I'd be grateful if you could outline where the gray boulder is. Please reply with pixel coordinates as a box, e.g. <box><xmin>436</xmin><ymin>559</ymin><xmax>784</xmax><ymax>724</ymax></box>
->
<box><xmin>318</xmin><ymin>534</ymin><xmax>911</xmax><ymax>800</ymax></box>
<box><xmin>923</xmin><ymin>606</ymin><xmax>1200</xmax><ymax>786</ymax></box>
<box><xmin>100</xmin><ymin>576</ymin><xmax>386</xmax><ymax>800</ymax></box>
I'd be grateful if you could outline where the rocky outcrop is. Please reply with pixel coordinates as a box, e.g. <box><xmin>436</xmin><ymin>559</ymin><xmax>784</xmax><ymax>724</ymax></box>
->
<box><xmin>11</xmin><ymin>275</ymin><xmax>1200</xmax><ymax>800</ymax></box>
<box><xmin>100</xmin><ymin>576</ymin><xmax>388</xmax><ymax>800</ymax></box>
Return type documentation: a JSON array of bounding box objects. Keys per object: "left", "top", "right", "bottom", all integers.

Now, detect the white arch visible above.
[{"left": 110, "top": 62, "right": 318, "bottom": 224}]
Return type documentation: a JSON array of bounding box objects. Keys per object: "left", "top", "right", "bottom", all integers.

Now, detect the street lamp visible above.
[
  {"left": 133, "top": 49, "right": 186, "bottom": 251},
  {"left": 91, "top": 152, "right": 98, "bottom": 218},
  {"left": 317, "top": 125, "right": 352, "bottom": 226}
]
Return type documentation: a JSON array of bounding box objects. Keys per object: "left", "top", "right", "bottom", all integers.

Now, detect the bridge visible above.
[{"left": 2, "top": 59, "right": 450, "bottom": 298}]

▶ _REQUIREMENT_: Pick out every line of the records above that contains the string "with", and copy each one in full. Case counts.

▶ _RIGHT ANSWER_:
I'd be grateful if you could outline where the gray boulder is. Please reply with pixel coordinates as a box, e.g. <box><xmin>436</xmin><ymin>559</ymin><xmax>784</xmax><ymax>724</ymax></box>
I'd be grateful if you could outline where the rocky outcrop is. Please reply with pixel coordinates as a box, e.g. <box><xmin>436</xmin><ymin>559</ymin><xmax>784</xmax><ymax>724</ymax></box>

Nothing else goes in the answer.